I've not had a chance to look at the actual algorithm yet, but I'm
always interested in such developments even if they are isomorphic to
current techniques, simply hiding under a different guise!

Phil

[Scott Contini]

"Joe Fitzsimons" <joe...@netsoc.ucd.ie> wrote in message news:<mWh58.31406$8s4.1...@news.indigo.ie>...

I'm not sure I fully understand your algorithm, but I am very skeptical.
Are you trying to say that you just need to find equations of the form
e*h - f*g = n and then gcd(e-f,g-h) may be a proper factor? If this
is indeed your argument, then I think you will have very little success
for large integers. Hmmmmm: essentially you are writing n as the
difference of that area of two rectangles. It is well known that writing
it as the difference of two squares allows you to factor, but that is
much harder to do!

Scott

[Jakob Jonsson]

"Joe Fitzsimons" skrev i meddelandet
news:mWh58.31406$8s4.1...@news.indigo.ie...

> let P = [ a b ]
> [ c d ]
>
> let Q = [ x y ]
> [ 1 1 ]
>
> where a,b,c,d,x,y are unknown
>
> N = [ e f ]
> [ g h ]
>
> such that e*h - f*g = n, their actual values don't matter.
>
> Now from above, multiplying P by Q yields:
>
> PQ = [ (a*x + b) (a*y + b) ] = [ e f ] = N
> [ (c*x + d) (c*y + d) ] [ g h ]
>
> This implies that e - f = a*(x - y)
> g - h = c*(x - y)
>
> But det(Q) = q = x*1 - y*1 = x - y
>
> Therefore gcd(e-f, g-h) is a factor of n.

Since you choose e,f,g,h in advance in an arbitrary manner, it is unlikely that
gcd(e-f,g-h) is a prime factor of n. It is more likely that the gcd equals 1 or
n, in which case we don't gain anything.

Jakob

[Joe Fitzsimons]

> Since you choose e,f,g,h in advance in an arbitrary manner, it is unlikely
that
> gcd(e-f,g-h) is a prime factor of n. It is more likely that the gcd equals
1 or
> n, in which case we don't gain anything.

Choosing e*h < 2*n avoids the possibility that gcd(e-f,g-h) = n.

[Duran Castore]

"Joe Fitzsimons" <joe...@netsoc.ucd.ie> wrote in message
news:mWh58.31406$8s4.1...@news.indigo.ie...

> Okay,
> Here's an idea for a factorization algorithm that I have been having
some
> sucesses with. The basis for the idea is matrix determinant theory.
Its
> fairly simple : det(AB) = det(A) * det(B), where A and B are matrices.
My
> idea is as follows: take a large number n, which you are trying to
factor,
> and create a 2x2 matrix N, such that det(N) = n.
########
*Directions*
- a) Can you retype the part of the factoring thread that opens with the words "[Scott Contini]" and closes with "am very skeptical."?
- b) Could you edit the records from their start through the line containing "[0,139,499,374]", replacing "detector" with "locator" and keeping everything else the same? Give back only those lines, and leave the pictures out.
The records that follow have no connection to the factoring thread.
########
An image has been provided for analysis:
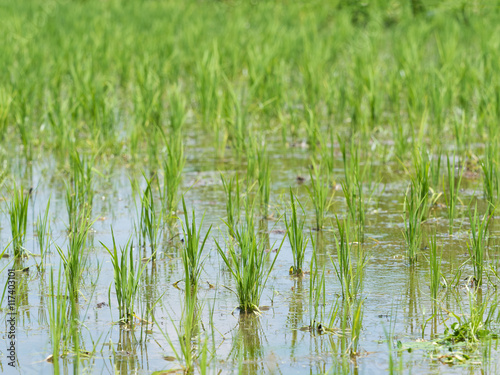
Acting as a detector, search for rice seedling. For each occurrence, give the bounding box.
[285,188,307,276]
[220,173,241,231]
[339,137,366,242]
[403,184,424,265]
[429,232,443,300]
[467,204,491,286]
[305,108,320,154]
[257,148,271,217]
[215,198,285,313]
[350,299,365,357]
[65,151,94,233]
[182,197,212,295]
[139,177,162,260]
[35,198,50,272]
[55,214,92,303]
[308,233,326,333]
[307,161,333,230]
[8,186,29,259]
[481,145,499,214]
[101,228,147,325]
[412,150,430,220]
[438,289,498,345]
[48,267,69,372]
[161,139,186,217]
[330,218,368,300]
[443,156,463,235]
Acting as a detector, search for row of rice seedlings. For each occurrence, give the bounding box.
[101,229,147,326]
[139,177,163,260]
[182,197,212,296]
[215,197,284,313]
[307,161,333,230]
[443,156,463,235]
[8,186,29,259]
[403,184,424,265]
[481,145,499,214]
[35,198,50,272]
[330,218,368,300]
[467,204,491,286]
[285,188,308,276]
[220,173,241,231]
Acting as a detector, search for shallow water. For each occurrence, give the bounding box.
[0,139,499,374]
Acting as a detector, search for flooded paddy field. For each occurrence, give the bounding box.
[0,1,500,374]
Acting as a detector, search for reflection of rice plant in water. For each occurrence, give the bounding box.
[285,188,307,276]
[9,186,29,258]
[215,198,285,312]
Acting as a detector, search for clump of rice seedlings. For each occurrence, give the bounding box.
[35,199,50,272]
[403,184,424,265]
[139,178,162,260]
[339,137,366,242]
[429,233,443,300]
[162,138,186,217]
[285,188,308,276]
[429,152,441,190]
[48,267,69,369]
[66,151,94,233]
[308,233,326,333]
[215,198,285,313]
[349,299,365,356]
[196,43,221,127]
[155,276,203,374]
[9,186,29,258]
[481,145,499,214]
[101,229,147,325]
[257,148,271,216]
[305,108,320,153]
[412,150,430,220]
[467,204,491,286]
[443,156,463,235]
[220,173,241,231]
[168,86,186,141]
[307,161,333,230]
[330,218,368,300]
[182,197,212,294]
[56,214,91,303]
[438,289,498,345]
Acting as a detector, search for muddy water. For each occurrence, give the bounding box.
[0,140,498,374]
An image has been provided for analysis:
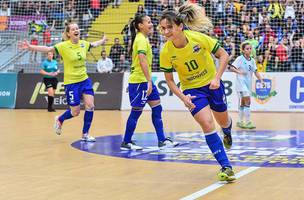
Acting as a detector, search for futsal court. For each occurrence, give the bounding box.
[0,109,304,200]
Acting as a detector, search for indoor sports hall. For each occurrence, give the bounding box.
[0,0,304,200]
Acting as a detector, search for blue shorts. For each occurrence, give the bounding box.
[183,81,227,116]
[129,82,160,108]
[64,78,94,106]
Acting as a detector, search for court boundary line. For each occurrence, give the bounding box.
[180,167,261,200]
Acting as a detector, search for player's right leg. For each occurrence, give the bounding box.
[194,106,235,181]
[120,83,147,150]
[54,83,80,135]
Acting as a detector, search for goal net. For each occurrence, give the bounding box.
[0,0,304,72]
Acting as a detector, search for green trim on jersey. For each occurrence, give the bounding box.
[54,40,91,85]
[159,67,174,73]
[211,41,221,54]
[129,32,152,83]
[160,30,220,90]
[137,50,146,55]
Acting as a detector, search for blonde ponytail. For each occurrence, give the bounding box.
[176,2,213,33]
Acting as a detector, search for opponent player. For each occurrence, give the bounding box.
[230,42,265,129]
[40,51,59,112]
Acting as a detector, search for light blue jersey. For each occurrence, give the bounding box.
[41,59,58,78]
[232,55,257,94]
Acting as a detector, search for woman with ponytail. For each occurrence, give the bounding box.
[120,13,178,150]
[19,23,106,142]
[160,3,235,181]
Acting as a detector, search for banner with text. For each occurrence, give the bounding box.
[0,73,17,108]
[16,73,123,110]
[121,72,304,112]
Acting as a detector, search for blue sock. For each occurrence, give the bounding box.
[82,110,94,134]
[205,132,232,168]
[222,118,232,135]
[152,105,166,142]
[123,110,142,143]
[58,109,73,124]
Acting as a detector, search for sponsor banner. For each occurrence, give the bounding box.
[121,72,237,111]
[9,16,46,31]
[16,73,123,110]
[0,16,8,31]
[251,73,304,112]
[121,72,304,112]
[0,73,17,108]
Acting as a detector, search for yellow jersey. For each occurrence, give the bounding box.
[160,30,220,90]
[129,32,152,83]
[54,40,91,85]
[256,59,267,72]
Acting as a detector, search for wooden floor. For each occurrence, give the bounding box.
[0,109,304,200]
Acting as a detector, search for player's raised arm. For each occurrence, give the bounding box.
[18,40,55,53]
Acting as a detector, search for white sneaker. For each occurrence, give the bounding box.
[158,137,179,149]
[81,134,96,142]
[120,142,143,151]
[54,116,62,135]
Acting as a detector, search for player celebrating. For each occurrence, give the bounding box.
[160,3,235,181]
[19,23,106,142]
[120,14,178,150]
[230,42,264,129]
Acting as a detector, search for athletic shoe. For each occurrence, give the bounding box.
[217,167,236,182]
[245,122,256,129]
[81,134,96,142]
[120,141,143,151]
[158,137,179,149]
[236,122,246,129]
[54,116,62,135]
[223,133,232,149]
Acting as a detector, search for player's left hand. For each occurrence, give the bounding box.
[209,79,220,90]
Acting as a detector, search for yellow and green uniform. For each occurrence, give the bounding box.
[160,30,220,90]
[129,32,152,83]
[54,40,90,85]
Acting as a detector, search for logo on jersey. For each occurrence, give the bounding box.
[252,78,277,104]
[193,44,201,53]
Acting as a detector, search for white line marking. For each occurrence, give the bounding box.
[180,167,260,200]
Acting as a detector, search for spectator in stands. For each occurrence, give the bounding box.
[266,36,277,71]
[109,38,125,66]
[284,0,296,19]
[275,37,290,72]
[245,30,259,58]
[97,50,114,73]
[135,4,146,16]
[289,33,304,72]
[112,0,122,8]
[268,0,284,31]
[120,17,133,49]
[0,1,11,17]
[40,51,59,112]
[120,13,178,150]
[223,36,235,61]
[256,51,269,72]
[19,23,106,142]
[42,27,52,46]
[113,54,131,72]
[90,0,101,18]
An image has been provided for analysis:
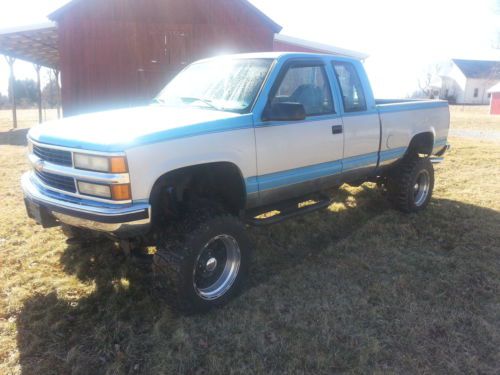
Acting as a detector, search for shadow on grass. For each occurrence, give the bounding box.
[0,129,29,146]
[17,189,500,375]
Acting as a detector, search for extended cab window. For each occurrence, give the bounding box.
[272,65,334,116]
[333,61,366,112]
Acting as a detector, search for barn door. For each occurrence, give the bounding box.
[137,27,191,100]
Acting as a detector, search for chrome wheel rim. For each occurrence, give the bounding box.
[413,170,431,207]
[193,234,241,300]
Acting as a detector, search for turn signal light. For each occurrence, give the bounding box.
[109,156,128,173]
[111,184,132,201]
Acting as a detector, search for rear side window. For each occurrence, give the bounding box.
[333,61,366,112]
[272,65,334,116]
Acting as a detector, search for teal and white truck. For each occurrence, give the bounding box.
[22,53,450,311]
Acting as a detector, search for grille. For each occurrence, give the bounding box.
[33,145,73,167]
[35,171,76,193]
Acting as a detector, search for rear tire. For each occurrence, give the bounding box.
[153,208,252,313]
[387,156,434,213]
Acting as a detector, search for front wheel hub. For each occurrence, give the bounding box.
[193,234,241,300]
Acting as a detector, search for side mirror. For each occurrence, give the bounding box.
[263,102,307,121]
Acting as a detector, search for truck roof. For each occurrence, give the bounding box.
[195,52,359,61]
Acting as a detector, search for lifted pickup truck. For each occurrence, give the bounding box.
[22,53,449,311]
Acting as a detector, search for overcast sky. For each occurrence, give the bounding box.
[0,0,500,97]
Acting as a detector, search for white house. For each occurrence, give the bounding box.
[439,59,500,104]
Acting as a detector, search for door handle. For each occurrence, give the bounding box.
[332,125,344,134]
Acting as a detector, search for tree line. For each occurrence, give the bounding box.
[0,79,60,109]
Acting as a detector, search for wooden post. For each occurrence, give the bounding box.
[5,56,17,129]
[33,64,43,124]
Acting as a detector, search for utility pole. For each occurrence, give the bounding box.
[33,64,43,124]
[5,56,17,129]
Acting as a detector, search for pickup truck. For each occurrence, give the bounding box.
[22,53,450,311]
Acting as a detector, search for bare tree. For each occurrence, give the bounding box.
[418,64,441,99]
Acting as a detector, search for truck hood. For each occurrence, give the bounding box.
[28,105,253,152]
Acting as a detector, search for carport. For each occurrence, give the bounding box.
[0,22,60,128]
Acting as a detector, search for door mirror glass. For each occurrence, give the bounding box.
[264,102,306,121]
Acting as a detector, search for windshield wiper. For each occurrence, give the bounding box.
[180,97,220,111]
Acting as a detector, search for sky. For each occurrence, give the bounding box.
[0,0,500,98]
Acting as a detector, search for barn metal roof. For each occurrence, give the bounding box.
[453,59,500,79]
[488,82,500,93]
[0,22,59,69]
[49,0,283,33]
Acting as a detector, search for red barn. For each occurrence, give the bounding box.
[50,0,281,115]
[488,82,500,115]
[0,0,367,116]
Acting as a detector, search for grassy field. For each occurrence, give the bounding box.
[0,108,500,375]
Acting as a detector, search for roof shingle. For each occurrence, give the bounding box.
[453,59,500,79]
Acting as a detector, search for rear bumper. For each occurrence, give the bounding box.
[21,172,151,237]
########
*Per-task outputs*
- a)
[Scott Contini]

"Joe Fitzsimons" <joe...@netsoc.ucd.ie> wrote in message news:<mWh58.31406$8s4.1...@news.indigo.ie>...

I'm not sure I fully understand your algorithm, but I am very skeptical.

- b)
An image has been provided for analysis:
Acting as a locator, search for rice seedling. For each occurrence, give the bounding box.
[285,188,307,276]
[220,173,241,231]
[339,137,366,242]
[403,184,424,265]
[429,232,443,300]
[467,204,491,286]
[305,108,320,154]
[257,148,271,217]
[215,198,285,313]
[350,299,365,357]
[65,151,94,233]
[182,197,212,295]
[139,177,162,260]
[35,198,50,272]
[55,214,92,303]
[308,233,326,333]
[307,161,333,230]
[8,186,29,259]
[481,145,499,214]
[101,228,147,325]
[412,150,430,220]
[438,289,498,345]
[48,267,69,372]
[161,139,186,217]
[330,218,368,300]
[443,156,463,235]
Acting as a locator, search for row of rice seedlings. For each occurrence, give the bounding box.
[101,229,147,326]
[139,177,163,260]
[182,197,212,296]
[215,197,284,313]
[307,161,333,230]
[443,156,463,235]
[8,186,29,259]
[403,184,424,265]
[481,145,499,214]
[35,198,50,272]
[330,218,368,300]
[467,204,491,286]
[285,188,308,276]
[220,173,241,231]
Acting as a locator, search for shallow water. For each occurrence, give the bounding box.
[0,139,499,374]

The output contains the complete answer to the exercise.